Stored entries:

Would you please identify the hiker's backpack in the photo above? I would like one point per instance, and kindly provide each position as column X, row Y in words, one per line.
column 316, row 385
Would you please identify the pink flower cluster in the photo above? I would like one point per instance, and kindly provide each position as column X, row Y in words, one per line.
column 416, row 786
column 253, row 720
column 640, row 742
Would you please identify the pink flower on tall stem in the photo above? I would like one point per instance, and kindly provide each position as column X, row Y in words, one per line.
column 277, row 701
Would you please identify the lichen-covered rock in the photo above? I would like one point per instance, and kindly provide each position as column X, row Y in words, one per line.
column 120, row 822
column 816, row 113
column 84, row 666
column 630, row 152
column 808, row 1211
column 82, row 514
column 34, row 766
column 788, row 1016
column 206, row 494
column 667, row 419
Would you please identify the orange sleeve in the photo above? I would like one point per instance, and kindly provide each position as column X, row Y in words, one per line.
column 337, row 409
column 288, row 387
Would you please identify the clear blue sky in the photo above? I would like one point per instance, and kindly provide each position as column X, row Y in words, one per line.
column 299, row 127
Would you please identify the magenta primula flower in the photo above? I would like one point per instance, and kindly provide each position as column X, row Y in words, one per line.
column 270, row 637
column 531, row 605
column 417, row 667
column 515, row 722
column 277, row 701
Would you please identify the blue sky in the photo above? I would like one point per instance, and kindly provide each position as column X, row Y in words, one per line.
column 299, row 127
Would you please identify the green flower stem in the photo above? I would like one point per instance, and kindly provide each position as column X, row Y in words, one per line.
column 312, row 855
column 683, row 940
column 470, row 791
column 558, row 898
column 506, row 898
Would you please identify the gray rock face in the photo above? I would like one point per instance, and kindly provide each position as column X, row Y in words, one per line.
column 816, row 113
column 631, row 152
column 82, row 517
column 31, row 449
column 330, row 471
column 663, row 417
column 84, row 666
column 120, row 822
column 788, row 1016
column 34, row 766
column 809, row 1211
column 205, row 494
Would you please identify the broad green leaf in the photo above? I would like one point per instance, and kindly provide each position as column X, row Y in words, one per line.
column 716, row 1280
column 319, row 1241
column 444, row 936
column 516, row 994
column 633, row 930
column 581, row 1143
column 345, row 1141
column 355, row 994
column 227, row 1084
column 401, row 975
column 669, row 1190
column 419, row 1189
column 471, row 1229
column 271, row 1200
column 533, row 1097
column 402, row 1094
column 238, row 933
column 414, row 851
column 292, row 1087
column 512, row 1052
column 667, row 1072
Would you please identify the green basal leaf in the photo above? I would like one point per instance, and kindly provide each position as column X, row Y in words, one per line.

* * *

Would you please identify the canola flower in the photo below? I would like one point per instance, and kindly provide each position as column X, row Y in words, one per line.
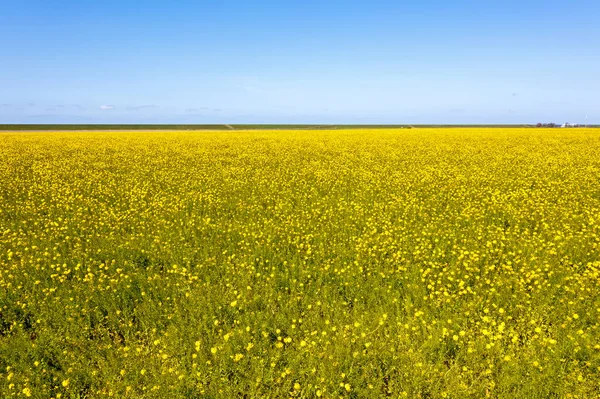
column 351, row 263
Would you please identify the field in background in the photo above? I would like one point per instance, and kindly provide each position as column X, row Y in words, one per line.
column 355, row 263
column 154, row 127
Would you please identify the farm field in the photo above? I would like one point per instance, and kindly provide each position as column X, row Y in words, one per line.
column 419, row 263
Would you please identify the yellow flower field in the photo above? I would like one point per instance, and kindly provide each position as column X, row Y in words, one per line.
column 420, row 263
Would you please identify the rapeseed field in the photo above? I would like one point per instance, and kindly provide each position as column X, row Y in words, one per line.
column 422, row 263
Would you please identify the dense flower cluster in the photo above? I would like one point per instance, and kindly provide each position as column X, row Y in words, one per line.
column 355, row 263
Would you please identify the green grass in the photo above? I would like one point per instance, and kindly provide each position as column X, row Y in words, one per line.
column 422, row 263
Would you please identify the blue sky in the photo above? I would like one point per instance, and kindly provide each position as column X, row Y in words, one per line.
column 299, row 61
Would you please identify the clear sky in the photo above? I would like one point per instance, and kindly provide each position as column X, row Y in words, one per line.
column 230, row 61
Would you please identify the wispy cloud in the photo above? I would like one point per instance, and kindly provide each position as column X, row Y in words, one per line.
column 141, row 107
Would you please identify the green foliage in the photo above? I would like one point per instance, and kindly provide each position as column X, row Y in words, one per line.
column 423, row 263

● Aim of the task
Among the entries above, the line containing "Would you please identify the broad", the line containing "Would you please identify the green basal", and all lines between them are to be restated word for word; nothing else belongs in the reply.

● Reply
Would you please identify the broad green leaf in the photo above? I would like one point per instance, and kindly provide each position as column X, row Y in words, one per line.
column 716, row 1280
column 319, row 1241
column 444, row 936
column 516, row 994
column 633, row 930
column 581, row 1143
column 345, row 1141
column 355, row 994
column 227, row 1084
column 401, row 975
column 669, row 1190
column 419, row 1189
column 471, row 1229
column 271, row 1200
column 533, row 1097
column 402, row 1094
column 238, row 933
column 414, row 851
column 292, row 1087
column 512, row 1052
column 667, row 1072
Would you please identify the green basal leaf in the photo above? I would like one point per instance, and kindly provide each position as column X, row Y in words, one per line.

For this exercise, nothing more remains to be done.